Data records:
────

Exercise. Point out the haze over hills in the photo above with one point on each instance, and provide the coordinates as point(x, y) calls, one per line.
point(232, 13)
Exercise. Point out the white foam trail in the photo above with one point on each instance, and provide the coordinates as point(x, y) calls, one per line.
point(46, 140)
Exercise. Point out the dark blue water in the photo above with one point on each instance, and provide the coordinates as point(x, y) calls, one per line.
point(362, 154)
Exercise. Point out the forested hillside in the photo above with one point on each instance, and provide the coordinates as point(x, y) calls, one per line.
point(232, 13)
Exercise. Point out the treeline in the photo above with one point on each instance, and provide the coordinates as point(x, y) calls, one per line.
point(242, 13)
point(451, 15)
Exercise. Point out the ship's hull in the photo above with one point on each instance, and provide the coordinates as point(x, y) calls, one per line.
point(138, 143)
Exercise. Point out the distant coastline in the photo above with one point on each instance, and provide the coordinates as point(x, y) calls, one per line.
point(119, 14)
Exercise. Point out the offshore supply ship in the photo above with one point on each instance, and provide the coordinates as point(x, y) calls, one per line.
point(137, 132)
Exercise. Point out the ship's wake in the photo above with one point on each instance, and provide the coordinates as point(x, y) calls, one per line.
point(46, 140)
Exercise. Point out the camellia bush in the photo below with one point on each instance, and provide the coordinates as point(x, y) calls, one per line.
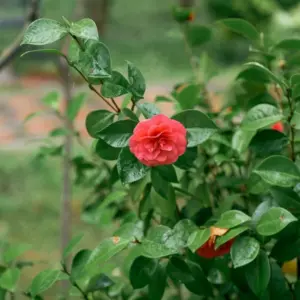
point(207, 198)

────

| Exercise goal |
Copy the records from the line containing "Exercise. Point out the distant" through the line containing "point(119, 14)", substituting "far shoreline" for "distant coastline" and keeping everything else the same.

| Exercise solution |
Exercise. Point out the far shoreline in the photo above with one point on each instance, and provide the coordinates as point(x, y) calls, one per line.
point(119, 14)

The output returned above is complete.